◆ PROBLEM DESCRIPTION: State how many lines in the records below contain the string "foliage" with matching letter case. Provide only the number.

◆ DATA:
--------------------
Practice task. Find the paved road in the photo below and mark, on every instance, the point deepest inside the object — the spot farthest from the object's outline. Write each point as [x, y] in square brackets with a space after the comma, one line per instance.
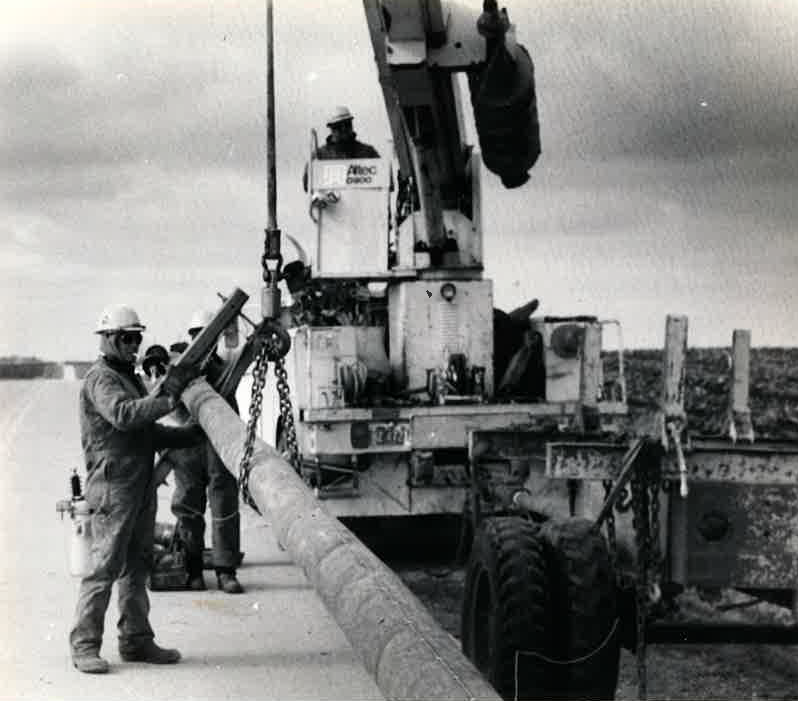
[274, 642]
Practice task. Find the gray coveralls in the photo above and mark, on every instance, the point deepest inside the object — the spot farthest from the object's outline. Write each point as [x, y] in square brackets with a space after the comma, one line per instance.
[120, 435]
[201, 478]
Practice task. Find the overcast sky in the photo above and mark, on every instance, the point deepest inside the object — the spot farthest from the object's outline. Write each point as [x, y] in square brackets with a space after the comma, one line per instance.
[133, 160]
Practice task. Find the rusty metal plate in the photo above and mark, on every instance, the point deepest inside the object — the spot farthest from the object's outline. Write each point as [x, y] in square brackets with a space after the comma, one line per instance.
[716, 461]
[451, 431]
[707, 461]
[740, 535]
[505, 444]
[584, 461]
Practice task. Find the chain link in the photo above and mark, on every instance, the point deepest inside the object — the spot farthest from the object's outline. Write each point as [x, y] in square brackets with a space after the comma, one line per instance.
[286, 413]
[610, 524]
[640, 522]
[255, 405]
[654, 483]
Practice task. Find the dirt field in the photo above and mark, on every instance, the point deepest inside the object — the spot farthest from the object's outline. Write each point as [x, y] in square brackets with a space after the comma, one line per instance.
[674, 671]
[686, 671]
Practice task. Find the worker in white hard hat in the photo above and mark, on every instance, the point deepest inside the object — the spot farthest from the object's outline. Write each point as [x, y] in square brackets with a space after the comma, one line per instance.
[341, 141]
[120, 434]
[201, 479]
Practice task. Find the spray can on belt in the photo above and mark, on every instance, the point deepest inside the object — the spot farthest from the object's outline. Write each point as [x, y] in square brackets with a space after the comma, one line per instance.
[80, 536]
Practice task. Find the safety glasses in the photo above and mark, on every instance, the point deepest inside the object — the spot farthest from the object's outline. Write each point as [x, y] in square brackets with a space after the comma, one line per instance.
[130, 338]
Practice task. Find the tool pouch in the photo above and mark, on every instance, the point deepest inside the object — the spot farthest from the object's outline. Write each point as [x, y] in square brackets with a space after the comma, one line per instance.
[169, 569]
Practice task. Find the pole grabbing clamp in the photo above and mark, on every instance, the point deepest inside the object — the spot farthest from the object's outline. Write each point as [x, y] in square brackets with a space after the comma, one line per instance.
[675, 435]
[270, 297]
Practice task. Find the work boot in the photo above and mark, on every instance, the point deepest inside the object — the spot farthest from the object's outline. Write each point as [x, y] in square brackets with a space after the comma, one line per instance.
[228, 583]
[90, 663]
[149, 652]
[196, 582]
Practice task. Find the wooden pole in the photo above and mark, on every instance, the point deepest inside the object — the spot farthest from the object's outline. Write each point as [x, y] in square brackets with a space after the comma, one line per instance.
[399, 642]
--------------------
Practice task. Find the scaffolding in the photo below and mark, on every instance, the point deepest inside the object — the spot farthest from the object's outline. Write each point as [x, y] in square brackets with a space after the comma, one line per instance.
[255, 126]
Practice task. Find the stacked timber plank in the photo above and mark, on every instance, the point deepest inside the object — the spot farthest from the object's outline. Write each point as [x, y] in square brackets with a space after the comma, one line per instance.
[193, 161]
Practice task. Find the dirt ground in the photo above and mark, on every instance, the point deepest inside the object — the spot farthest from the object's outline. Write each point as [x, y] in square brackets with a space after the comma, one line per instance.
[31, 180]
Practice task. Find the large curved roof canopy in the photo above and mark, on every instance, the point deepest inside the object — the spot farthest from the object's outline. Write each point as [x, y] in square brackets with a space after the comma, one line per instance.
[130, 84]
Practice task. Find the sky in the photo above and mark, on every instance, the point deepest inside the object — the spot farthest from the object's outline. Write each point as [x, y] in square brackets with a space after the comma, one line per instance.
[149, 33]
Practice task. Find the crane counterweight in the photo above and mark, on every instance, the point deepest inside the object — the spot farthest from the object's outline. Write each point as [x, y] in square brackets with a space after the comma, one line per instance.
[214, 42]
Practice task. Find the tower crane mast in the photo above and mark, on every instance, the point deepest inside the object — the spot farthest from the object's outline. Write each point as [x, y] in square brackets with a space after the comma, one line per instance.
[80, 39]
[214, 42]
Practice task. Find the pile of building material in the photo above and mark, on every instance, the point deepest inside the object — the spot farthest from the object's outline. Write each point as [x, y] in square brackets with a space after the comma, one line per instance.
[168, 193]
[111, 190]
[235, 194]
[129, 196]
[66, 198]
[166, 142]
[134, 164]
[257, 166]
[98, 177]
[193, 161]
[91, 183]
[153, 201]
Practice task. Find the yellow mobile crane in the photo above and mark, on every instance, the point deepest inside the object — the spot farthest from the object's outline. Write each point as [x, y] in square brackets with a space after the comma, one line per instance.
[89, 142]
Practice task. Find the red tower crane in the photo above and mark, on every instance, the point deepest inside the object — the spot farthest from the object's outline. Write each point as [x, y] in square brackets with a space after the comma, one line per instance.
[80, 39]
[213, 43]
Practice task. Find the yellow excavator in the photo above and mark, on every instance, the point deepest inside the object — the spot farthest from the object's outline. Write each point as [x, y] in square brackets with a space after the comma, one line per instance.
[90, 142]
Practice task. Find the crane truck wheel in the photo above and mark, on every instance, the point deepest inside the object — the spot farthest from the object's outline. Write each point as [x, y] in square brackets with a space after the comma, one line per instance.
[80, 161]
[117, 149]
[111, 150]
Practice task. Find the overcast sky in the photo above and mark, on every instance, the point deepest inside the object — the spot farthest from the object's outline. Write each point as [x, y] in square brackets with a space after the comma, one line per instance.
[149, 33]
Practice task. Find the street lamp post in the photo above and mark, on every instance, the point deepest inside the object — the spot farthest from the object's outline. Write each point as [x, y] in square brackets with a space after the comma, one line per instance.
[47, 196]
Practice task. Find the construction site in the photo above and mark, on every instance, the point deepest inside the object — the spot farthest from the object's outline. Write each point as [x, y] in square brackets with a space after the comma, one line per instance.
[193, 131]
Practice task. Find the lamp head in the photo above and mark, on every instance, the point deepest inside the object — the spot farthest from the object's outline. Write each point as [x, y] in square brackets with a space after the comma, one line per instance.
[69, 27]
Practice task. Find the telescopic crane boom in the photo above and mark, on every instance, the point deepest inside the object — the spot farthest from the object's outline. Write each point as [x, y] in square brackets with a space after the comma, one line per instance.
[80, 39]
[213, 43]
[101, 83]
--------------------
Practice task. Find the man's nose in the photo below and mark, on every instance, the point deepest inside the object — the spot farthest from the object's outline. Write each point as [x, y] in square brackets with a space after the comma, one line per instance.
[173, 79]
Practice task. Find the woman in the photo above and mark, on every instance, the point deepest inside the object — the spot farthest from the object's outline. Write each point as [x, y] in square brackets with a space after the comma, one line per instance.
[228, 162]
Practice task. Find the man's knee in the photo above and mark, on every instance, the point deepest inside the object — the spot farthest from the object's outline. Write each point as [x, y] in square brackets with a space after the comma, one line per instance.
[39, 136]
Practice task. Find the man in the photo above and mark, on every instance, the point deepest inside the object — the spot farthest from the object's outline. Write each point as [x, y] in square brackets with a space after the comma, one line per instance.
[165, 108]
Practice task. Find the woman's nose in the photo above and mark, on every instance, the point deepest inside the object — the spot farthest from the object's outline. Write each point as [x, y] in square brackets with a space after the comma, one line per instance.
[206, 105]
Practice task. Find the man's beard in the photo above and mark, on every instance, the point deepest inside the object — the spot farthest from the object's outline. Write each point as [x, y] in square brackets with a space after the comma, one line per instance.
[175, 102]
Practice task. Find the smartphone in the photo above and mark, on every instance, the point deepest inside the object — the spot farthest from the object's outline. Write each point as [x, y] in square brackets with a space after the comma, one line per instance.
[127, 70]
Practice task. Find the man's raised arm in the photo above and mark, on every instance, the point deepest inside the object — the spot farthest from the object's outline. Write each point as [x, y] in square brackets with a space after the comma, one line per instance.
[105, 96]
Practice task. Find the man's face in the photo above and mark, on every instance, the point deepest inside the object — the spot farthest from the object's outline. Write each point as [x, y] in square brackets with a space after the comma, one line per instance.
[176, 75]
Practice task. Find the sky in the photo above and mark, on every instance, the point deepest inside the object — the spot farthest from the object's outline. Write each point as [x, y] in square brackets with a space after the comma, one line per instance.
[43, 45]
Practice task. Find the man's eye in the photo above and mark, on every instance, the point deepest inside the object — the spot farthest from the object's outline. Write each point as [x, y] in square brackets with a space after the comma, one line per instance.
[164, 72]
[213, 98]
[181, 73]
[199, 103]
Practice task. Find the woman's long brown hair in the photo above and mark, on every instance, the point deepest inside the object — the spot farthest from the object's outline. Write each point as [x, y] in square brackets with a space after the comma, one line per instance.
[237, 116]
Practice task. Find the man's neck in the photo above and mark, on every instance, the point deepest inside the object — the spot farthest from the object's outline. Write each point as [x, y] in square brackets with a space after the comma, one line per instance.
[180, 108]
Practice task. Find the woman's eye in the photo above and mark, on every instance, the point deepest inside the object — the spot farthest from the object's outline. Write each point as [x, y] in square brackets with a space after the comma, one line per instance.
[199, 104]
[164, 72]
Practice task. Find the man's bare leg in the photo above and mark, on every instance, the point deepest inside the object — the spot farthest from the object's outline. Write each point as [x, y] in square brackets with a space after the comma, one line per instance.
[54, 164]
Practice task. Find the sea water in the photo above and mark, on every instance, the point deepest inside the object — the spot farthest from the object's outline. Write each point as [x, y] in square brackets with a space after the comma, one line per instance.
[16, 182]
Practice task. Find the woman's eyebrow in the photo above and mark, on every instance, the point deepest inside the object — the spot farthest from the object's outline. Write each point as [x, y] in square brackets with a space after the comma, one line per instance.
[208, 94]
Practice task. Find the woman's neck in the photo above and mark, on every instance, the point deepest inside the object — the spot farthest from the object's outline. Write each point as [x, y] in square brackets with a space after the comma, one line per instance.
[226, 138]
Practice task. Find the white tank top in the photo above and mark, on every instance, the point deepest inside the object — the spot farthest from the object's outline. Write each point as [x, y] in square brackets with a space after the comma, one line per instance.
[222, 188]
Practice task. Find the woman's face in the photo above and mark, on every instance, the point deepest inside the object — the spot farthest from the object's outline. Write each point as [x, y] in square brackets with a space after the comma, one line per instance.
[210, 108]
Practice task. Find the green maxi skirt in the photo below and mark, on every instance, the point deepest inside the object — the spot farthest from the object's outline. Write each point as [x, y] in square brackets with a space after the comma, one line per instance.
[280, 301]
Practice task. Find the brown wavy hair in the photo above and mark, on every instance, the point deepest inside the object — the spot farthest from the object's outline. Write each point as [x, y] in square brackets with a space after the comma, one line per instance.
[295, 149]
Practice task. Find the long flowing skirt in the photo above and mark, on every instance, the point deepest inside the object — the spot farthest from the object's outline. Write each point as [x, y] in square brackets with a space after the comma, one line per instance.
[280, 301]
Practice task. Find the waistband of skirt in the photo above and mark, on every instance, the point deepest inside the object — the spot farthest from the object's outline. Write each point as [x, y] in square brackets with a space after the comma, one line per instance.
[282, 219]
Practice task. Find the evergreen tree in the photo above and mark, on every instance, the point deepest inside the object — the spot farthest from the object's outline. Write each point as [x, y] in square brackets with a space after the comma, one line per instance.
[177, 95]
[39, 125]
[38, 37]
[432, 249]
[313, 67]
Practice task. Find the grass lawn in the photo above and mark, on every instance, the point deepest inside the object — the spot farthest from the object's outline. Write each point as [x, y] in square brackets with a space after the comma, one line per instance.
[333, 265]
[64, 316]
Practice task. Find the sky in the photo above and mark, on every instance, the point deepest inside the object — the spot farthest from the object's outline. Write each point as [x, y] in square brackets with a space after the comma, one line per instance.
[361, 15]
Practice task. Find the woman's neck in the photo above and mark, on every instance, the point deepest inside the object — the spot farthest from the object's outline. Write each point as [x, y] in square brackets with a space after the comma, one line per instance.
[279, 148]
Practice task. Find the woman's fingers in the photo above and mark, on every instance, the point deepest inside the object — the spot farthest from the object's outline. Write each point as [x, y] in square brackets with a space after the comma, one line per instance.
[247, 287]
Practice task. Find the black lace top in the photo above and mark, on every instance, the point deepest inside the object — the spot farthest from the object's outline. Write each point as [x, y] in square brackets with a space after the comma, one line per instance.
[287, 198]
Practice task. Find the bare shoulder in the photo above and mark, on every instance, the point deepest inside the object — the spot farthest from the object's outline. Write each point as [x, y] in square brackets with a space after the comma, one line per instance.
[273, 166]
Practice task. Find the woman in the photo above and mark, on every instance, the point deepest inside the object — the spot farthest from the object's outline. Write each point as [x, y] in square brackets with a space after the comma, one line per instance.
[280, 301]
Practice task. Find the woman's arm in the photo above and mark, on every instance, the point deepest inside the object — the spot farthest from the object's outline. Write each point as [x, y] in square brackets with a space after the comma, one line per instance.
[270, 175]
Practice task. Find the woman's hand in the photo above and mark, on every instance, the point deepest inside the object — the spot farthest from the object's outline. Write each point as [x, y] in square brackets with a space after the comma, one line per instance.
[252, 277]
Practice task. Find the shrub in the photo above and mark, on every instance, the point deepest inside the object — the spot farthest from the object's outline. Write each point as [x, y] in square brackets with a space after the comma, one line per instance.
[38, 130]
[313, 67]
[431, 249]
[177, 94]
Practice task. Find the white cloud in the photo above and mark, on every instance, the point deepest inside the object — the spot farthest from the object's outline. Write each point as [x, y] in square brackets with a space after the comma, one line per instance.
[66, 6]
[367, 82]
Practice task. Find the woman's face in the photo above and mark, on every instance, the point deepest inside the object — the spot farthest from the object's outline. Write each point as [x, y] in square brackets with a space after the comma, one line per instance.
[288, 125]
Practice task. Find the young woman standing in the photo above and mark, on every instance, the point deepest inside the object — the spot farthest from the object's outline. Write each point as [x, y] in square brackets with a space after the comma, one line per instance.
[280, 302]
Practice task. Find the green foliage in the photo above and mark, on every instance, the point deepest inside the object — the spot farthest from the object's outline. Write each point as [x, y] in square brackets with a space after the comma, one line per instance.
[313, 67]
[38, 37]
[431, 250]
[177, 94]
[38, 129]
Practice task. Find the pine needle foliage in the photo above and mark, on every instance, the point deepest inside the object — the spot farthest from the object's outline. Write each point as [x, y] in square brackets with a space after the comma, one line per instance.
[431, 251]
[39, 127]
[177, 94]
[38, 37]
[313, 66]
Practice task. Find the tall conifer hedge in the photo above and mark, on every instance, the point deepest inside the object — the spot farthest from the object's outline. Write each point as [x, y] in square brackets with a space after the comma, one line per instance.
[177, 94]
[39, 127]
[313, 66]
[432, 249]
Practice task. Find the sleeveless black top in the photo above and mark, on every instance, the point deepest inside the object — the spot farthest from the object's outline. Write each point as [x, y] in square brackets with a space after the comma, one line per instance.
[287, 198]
--------------------
◆ RESPONSE TO THE TASK: 2